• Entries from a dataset

____

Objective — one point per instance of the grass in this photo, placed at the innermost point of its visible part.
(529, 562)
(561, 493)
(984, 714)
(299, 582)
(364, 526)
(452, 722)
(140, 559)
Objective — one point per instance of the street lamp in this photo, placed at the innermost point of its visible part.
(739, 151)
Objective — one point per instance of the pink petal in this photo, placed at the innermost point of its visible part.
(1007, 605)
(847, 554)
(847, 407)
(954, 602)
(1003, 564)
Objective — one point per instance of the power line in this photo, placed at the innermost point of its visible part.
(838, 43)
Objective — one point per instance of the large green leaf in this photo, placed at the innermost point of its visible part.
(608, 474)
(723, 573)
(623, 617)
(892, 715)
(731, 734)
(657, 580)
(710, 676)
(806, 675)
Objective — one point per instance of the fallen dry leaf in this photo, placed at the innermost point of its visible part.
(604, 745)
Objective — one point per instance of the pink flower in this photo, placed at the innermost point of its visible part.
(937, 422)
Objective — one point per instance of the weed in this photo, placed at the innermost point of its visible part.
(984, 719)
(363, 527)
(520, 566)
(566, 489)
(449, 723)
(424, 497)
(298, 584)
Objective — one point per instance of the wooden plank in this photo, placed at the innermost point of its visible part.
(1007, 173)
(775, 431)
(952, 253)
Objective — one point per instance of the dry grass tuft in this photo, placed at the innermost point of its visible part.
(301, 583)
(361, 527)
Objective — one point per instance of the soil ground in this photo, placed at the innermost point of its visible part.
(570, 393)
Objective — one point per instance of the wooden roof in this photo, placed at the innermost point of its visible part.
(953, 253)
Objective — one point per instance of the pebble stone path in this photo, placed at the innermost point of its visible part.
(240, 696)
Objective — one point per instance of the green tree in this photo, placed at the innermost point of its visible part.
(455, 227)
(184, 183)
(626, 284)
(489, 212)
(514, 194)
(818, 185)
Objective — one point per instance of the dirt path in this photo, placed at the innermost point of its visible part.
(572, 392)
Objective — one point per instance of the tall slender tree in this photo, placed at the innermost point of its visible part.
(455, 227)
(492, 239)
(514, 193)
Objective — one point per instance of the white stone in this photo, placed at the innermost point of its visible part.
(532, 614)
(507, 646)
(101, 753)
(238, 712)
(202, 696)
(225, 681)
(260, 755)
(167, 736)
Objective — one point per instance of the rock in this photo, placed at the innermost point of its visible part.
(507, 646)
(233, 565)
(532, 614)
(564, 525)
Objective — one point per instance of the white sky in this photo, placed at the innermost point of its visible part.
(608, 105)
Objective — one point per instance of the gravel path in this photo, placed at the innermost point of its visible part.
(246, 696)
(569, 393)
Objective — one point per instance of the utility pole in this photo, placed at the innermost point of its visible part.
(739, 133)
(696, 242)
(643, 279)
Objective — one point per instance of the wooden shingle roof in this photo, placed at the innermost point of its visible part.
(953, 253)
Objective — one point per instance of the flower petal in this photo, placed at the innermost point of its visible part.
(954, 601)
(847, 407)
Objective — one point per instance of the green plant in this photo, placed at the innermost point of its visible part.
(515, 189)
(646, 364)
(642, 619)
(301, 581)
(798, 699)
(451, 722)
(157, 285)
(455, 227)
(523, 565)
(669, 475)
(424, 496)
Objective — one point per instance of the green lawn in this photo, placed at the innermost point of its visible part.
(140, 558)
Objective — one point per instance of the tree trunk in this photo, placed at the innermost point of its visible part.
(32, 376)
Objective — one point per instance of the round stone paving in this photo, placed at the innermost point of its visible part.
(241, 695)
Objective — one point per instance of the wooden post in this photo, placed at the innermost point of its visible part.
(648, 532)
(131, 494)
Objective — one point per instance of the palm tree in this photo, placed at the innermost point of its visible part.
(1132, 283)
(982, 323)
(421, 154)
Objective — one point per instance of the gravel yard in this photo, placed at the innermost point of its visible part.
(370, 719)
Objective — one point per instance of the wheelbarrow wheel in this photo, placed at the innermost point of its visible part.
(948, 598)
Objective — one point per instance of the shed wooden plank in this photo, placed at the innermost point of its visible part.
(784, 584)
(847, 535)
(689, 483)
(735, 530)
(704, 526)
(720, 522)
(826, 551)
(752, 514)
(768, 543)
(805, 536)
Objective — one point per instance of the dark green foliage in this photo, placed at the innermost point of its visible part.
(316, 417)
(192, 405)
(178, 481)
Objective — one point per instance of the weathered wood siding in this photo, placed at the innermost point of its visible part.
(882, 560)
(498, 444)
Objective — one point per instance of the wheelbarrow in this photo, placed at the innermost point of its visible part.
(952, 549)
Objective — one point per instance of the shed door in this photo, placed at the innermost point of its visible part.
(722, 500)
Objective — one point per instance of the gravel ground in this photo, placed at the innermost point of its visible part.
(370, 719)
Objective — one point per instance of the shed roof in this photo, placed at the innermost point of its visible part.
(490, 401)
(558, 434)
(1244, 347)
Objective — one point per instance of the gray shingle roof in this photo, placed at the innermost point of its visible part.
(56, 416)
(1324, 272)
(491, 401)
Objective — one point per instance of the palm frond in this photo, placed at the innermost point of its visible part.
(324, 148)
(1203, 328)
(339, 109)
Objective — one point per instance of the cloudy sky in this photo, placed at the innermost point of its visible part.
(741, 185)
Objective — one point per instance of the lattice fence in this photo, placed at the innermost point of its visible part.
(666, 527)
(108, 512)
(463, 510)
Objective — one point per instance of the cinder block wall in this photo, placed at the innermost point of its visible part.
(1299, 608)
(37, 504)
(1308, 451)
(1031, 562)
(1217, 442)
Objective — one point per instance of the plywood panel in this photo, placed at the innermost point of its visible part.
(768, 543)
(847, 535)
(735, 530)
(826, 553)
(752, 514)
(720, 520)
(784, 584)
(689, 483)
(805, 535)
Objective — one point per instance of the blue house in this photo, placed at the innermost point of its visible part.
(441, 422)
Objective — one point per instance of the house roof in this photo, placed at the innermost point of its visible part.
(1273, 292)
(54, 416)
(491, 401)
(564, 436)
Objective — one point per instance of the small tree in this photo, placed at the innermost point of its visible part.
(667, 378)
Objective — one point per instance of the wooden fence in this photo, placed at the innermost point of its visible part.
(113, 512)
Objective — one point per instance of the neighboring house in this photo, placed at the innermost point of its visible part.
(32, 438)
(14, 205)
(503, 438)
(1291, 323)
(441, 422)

____

• Problem to work on
Output every line of the records above verbatim, with no changes.

• Solution to this exercise
Objective — one point per instance of the grass in this photo, placed at the innermost point of its visible part.
(529, 562)
(561, 493)
(984, 714)
(299, 582)
(364, 526)
(452, 722)
(140, 559)
Objective — one point per instance of the street lamp in this photo, placed at the innermost point of its visible part.
(739, 151)
Objective — one point per instance of the pink petal in this photo, placed at the innermost point of its visible part.
(1007, 605)
(847, 554)
(847, 407)
(954, 602)
(1003, 564)
Objective — one point per instance of the power line in this photo, placed at the innermost point of its visible part.
(838, 43)
Objective — one point per instance of the large green leaf in this photo, placed at the innermost point of its visible part.
(608, 474)
(723, 573)
(623, 617)
(892, 715)
(731, 734)
(657, 580)
(710, 676)
(806, 675)
Objective — one point per instance of the fallen dry leaf in this photo, placed at the innermost point of its visible part.
(604, 745)
Objective — one point per instance of the pink flower in this photo, placed at the innermost point of its visible part.
(937, 422)
Objective — one point per instance of the weed in this photo, placed at the innermost point of its visible part.
(984, 719)
(363, 527)
(520, 566)
(566, 489)
(449, 723)
(424, 497)
(298, 584)
Objective — one point per instance of the wooden plank in this photo, placed at the innermost point of its visible part.
(1007, 173)
(775, 431)
(952, 253)
Objective — one point per instance of the dry grass tuft in this photo, placed at the innermost point of its visible part.
(301, 583)
(361, 527)
Objective — one point per instance of the soil ground in this photo, placed at the innermost point of its visible part.
(570, 393)
Objective — one point per instance of the wooden roof in this photo, placed at the innermost point of its visible part.
(953, 253)
Objective — one point per instance of the pebble stone path in this photo, placed at the innermost point of its visible part.
(240, 696)
Objective — one point per instance of the green tree in this photo, placed at the innermost point of its visible part.
(455, 227)
(184, 183)
(626, 284)
(489, 212)
(514, 194)
(818, 185)
Objective — one point per instance of the dirt path in this photo, placed at the innermost point of its visible part.
(572, 392)
Objective — one point per instance of the tall slender tree in this photo, placed at the innermost point of its visible part.
(455, 227)
(492, 239)
(514, 193)
Objective — one point per instance of the white stone in this photo, placed at the innermost point of its visible part.
(532, 614)
(507, 646)
(101, 753)
(238, 712)
(202, 696)
(225, 681)
(260, 755)
(167, 736)
Objective — one point per instance of the rock in this photo, placed at the innermost point of its visible part.
(507, 646)
(233, 565)
(532, 614)
(564, 525)
Objective — one point per instance of the white sky in this photo, placed at the innermost point of its visible part.
(608, 105)
Objective — one point per instance of the gravel path in this photo, placed at the innermost point of its visible part.
(246, 696)
(569, 393)
Objective — one point per instance of the utility pole in this photo, placed at the innermost point of its visible part.
(739, 133)
(696, 242)
(643, 279)
Objective — one point per instance of the wooden shingle roof in this photo, placed at the innermost point of its visible part.
(953, 253)
Objective — one point per instance of the flower petal in this photo, placed at the innermost point of its visible part.
(954, 601)
(847, 407)
Objective — one point per instance of the green plant in this photo, placed at the innermost point of its visible part.
(515, 189)
(646, 364)
(642, 619)
(301, 581)
(798, 699)
(451, 722)
(157, 285)
(455, 227)
(523, 565)
(669, 475)
(424, 496)
Objective — one point per instance of the green lawn in this photo, placed at the innermost point of its visible part.
(140, 558)
Objective — one point per instance of the tree trunk in this photo, placed at the innermost point of its visible part.
(32, 376)
Objective — one point per instance of the round stone paving in this photo, placed at the innermost point of its visible part.
(241, 695)
Objective — one point per instance of the wooden post in this photo, placed at the innermost point of its visible part.
(648, 532)
(131, 494)
Objective — one point per instance of the palm tree in this photo, placed at the innermost point of its visible part.
(1132, 283)
(982, 323)
(421, 154)
Objective — one point per instance of the gravel yard in this photo, placed at the innermost point of its visible part.
(370, 719)
Objective — one point per instance of the wheelbarrow wheel in this photo, placed at the innermost point of its visible part.
(948, 598)
Objective — one point per instance of the shed wooden plank in this photo, placed at the innermost point of its visible part.
(784, 584)
(847, 535)
(689, 483)
(735, 530)
(704, 526)
(720, 522)
(826, 551)
(752, 514)
(768, 543)
(805, 536)
Objective — one point per instance of the dark green foliage in this photo, placed at the innermost point of its visible part.
(316, 417)
(192, 405)
(178, 481)
Objective — one point per instance of the weathered wood siding in this photo, placed at the innermost point of its visible part.
(882, 560)
(498, 444)
Objective — one point per instance of the wheelbarrow in this photo, placed at the innermost point of its visible part.
(952, 549)
Objective — one point per instance of the shed door in this photo, placed at the innermost point of its visible part.
(722, 500)
Objective — one point per instance of the gravel ground in this photo, placed at the innermost point of its visible part.
(370, 719)
Objective — one point per instance of the shed roof in this photo, placed at the innermost point of its visible part.
(490, 401)
(558, 434)
(1244, 347)
Objective — one point per instance of the gray shingle roof in this photo, placed at the innermost point of its visible part.
(56, 416)
(1324, 272)
(491, 401)
Objective — one point per instance of the palm frond in this photo, placed at the innermost point of its visible part.
(324, 148)
(1203, 328)
(339, 109)
Objective — one point per instance of the cloudy sky in this photo, placed at the innermost point of its visible part.
(741, 185)
Objective — one point per instance of the lattice fence in this photo, placed at the innermost point of its visible part.
(666, 527)
(108, 512)
(463, 510)
Objective — one point per instance of the cinder block wall in this photo, placed at the innermost point of its visible part.
(1299, 608)
(37, 504)
(1308, 451)
(1031, 562)
(1217, 442)
Objective — one point per instance of the plywood panel in this photo, placed at the innermost point of its visible part.
(768, 543)
(847, 535)
(735, 530)
(826, 553)
(752, 514)
(720, 520)
(784, 584)
(689, 483)
(805, 535)
Objective — one point per instance of the blue house in this photo, placed at the innermost point of its visible part.
(441, 422)
Objective — one point per instance of the house roof in this photo, placed at the innermost point of its visible part.
(1273, 292)
(54, 416)
(491, 401)
(564, 436)
Objective — one point per instance of the small tree in this photo, placed at the innermost point of its visible part.
(667, 378)
Objective — one point per instance of the wooden fence in this photo, placed at the innermost point of its visible part.
(113, 512)
Objective — one point per instance of the neighboring house in this photo, placed at the innermost point of its visible part.
(32, 438)
(14, 205)
(503, 438)
(1291, 323)
(441, 422)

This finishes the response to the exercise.